Exercise details: Format the items as a numbered list, leaving out any blank lines, starting with the line that contains "Where can the finger be seen here?" and going on through the line that contains "x=175, y=219". Include both of those lines and nothing outside that range.

Input for this task:
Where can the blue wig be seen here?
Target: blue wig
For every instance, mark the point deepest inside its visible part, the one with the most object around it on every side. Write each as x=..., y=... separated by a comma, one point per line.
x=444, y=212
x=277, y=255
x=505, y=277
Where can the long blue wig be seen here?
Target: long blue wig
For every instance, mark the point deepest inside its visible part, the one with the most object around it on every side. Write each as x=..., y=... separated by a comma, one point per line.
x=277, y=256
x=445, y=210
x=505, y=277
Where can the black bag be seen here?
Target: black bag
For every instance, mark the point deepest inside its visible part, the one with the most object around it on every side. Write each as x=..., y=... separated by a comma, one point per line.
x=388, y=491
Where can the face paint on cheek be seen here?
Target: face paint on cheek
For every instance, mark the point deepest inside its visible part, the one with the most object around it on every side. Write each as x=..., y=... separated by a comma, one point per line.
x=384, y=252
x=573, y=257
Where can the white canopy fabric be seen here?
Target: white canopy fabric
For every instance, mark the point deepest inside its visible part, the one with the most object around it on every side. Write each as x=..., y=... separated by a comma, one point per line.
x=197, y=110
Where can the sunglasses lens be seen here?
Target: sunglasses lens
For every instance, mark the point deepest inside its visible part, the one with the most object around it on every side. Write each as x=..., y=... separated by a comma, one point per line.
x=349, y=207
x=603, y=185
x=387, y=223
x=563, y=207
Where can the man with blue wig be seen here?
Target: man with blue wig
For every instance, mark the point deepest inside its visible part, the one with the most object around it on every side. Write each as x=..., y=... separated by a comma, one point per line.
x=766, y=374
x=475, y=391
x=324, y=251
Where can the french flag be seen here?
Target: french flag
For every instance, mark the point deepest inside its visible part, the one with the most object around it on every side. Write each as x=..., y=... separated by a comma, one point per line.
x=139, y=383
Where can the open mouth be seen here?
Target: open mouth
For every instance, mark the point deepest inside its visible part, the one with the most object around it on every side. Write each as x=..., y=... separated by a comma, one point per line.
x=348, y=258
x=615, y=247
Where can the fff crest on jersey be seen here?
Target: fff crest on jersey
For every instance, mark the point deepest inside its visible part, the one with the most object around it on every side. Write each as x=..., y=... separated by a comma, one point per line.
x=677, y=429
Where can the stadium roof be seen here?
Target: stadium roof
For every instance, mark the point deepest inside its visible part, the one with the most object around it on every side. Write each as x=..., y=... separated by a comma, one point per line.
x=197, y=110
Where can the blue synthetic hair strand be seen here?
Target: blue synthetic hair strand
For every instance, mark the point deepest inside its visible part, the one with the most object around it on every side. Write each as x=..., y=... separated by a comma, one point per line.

==

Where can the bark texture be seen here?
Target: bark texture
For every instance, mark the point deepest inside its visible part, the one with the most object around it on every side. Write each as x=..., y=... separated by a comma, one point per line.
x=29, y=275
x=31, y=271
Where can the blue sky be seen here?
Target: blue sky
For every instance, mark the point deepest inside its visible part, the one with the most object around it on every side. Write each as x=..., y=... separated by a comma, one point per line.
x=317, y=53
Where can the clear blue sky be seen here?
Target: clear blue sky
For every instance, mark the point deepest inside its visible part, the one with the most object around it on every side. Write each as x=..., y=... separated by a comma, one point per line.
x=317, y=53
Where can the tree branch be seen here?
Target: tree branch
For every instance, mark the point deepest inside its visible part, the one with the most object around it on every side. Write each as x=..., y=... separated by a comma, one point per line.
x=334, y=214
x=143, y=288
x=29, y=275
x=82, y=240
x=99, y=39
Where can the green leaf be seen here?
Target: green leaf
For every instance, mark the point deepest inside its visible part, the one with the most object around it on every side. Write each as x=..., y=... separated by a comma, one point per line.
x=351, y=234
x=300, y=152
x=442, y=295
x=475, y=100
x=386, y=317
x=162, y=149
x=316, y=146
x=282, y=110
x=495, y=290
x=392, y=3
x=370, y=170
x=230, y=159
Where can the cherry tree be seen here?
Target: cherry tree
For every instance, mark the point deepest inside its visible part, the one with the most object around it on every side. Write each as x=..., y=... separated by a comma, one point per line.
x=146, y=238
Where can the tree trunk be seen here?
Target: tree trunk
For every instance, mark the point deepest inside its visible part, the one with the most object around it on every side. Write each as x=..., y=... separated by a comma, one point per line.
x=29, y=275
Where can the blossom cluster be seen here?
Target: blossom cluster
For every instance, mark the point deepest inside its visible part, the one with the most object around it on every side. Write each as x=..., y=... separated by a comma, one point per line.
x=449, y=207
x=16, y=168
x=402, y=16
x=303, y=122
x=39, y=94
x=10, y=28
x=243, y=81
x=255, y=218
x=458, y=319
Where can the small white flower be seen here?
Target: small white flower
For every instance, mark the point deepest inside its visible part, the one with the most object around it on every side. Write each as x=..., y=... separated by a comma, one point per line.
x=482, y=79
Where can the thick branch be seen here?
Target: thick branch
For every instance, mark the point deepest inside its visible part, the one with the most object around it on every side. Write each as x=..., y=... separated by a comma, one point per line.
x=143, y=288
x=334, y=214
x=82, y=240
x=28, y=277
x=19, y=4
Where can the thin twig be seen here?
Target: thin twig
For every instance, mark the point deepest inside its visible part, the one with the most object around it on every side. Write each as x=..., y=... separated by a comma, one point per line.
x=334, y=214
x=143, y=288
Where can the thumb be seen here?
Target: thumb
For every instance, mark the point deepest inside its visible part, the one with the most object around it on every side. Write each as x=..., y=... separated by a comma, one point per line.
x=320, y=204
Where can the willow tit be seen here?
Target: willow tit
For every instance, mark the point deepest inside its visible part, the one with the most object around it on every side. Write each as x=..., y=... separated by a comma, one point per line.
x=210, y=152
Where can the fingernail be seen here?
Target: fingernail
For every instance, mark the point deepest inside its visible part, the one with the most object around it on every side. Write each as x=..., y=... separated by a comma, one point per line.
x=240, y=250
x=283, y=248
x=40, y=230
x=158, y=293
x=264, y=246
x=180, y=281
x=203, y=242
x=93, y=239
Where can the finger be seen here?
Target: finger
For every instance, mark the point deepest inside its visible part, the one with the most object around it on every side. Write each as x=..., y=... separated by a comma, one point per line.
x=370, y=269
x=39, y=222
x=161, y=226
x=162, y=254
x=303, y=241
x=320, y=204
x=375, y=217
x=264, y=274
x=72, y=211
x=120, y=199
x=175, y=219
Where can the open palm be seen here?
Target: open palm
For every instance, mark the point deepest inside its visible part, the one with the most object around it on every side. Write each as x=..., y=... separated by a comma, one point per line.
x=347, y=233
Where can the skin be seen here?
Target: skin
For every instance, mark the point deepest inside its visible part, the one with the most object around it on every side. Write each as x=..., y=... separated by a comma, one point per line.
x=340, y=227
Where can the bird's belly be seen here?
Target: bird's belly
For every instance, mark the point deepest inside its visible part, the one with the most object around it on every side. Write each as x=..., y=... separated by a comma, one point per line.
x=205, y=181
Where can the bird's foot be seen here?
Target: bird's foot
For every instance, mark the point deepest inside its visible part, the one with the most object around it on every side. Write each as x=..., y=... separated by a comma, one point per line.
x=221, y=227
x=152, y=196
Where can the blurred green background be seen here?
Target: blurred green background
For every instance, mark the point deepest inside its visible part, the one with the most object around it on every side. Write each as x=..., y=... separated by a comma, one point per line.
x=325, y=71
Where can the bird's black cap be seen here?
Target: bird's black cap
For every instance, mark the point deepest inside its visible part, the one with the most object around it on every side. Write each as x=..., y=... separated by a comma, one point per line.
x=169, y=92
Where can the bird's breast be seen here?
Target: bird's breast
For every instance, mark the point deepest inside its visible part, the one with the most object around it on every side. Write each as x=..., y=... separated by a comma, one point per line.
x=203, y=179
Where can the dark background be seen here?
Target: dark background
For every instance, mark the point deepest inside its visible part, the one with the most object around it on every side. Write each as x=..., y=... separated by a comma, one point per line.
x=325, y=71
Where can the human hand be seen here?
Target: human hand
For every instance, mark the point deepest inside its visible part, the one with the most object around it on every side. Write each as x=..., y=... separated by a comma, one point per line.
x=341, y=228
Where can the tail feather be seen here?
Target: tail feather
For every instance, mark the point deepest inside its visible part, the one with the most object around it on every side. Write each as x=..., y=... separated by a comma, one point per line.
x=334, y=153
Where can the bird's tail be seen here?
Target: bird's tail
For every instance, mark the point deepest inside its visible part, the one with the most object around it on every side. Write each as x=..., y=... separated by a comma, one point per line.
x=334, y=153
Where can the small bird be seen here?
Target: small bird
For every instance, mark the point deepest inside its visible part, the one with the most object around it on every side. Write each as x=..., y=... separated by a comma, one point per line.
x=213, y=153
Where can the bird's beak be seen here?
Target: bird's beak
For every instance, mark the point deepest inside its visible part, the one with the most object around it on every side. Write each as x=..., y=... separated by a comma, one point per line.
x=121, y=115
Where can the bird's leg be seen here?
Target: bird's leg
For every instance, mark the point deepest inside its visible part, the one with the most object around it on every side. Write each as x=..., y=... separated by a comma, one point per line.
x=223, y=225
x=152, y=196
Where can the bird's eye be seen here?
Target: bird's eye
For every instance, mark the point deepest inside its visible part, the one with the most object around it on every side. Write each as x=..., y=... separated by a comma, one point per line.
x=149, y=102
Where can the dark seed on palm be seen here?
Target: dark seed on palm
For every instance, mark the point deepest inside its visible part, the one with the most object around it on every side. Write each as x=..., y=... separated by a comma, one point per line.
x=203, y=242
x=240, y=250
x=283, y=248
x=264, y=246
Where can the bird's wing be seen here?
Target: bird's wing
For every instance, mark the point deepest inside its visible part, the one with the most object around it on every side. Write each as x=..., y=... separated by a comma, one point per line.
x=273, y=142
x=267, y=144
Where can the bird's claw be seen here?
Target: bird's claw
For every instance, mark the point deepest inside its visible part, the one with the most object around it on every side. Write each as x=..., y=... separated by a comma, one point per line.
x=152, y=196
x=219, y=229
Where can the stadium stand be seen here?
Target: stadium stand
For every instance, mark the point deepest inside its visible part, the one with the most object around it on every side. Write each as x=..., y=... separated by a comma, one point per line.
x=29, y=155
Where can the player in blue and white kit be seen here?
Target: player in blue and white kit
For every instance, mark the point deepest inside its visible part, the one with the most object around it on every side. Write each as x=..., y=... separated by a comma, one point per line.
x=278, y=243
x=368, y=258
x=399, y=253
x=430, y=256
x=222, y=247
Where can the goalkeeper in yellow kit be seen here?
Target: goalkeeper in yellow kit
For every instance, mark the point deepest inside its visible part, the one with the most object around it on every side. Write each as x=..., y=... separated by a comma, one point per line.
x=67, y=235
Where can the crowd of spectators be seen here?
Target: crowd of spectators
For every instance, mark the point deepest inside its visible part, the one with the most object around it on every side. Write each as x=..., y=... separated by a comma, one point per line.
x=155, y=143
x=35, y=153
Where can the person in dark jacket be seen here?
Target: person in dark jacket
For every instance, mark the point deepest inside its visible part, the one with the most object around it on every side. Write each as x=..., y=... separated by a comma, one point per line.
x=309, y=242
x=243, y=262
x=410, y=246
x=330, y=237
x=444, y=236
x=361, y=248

Solution for this exercise:
1. Where can the finger be seen here?
2. Target: finger
3. For every instance, mark the point deepest inside its visible part, the one with the most object around it on every side. Write each as x=..., y=... separated by a comma, one point per line.
4. x=370, y=269
5. x=39, y=222
6. x=161, y=226
7. x=162, y=254
8. x=303, y=241
9. x=320, y=204
10. x=375, y=217
11. x=264, y=274
12. x=72, y=211
13. x=120, y=199
14. x=175, y=219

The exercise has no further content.